*WHAT YOU SHOULD DO:*
Copy every record word for word. The images stay behind.

*Dataset entries:*
○ ○ ○ ○

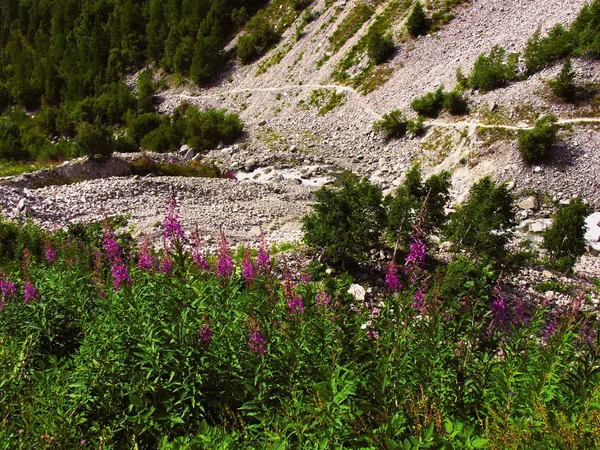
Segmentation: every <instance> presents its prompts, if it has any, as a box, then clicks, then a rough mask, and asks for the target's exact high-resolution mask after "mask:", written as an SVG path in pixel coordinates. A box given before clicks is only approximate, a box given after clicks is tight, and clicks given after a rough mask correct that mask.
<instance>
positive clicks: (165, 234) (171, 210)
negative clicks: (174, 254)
mask: <svg viewBox="0 0 600 450" xmlns="http://www.w3.org/2000/svg"><path fill="white" fill-rule="evenodd" d="M163 227H164V233H163V236H164V239H165V240H166V241H167V242H168V243H169V245H175V246H177V245H183V244H184V243H185V232H184V231H183V228H182V227H181V223H180V222H179V213H178V208H177V201H176V200H175V196H174V195H171V196H169V201H168V203H167V214H166V215H165V220H164V222H163Z"/></svg>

○ ○ ○ ○

*TASK ANSWER:*
Segmentation: every <instance> presents its prompts, if it has any, as a box, then clicks, then a rough mask, and asks for the target's exact high-resolution mask after "mask:", written as an SVG path in pixel coordinates. A box given before clicks is only approximate, a box given after clicks is tight, and clicks given after a rough mask correct that mask.
<instance>
positive clicks: (165, 234) (171, 210)
negative clicks: (174, 254)
mask: <svg viewBox="0 0 600 450" xmlns="http://www.w3.org/2000/svg"><path fill="white" fill-rule="evenodd" d="M163 227H164V233H163V236H164V239H165V240H166V241H167V242H168V243H169V245H175V246H177V245H183V244H184V243H185V232H184V231H183V228H182V227H181V223H180V222H179V213H178V208H177V201H176V200H175V196H174V195H171V196H169V201H168V203H167V214H166V215H165V220H164V222H163Z"/></svg>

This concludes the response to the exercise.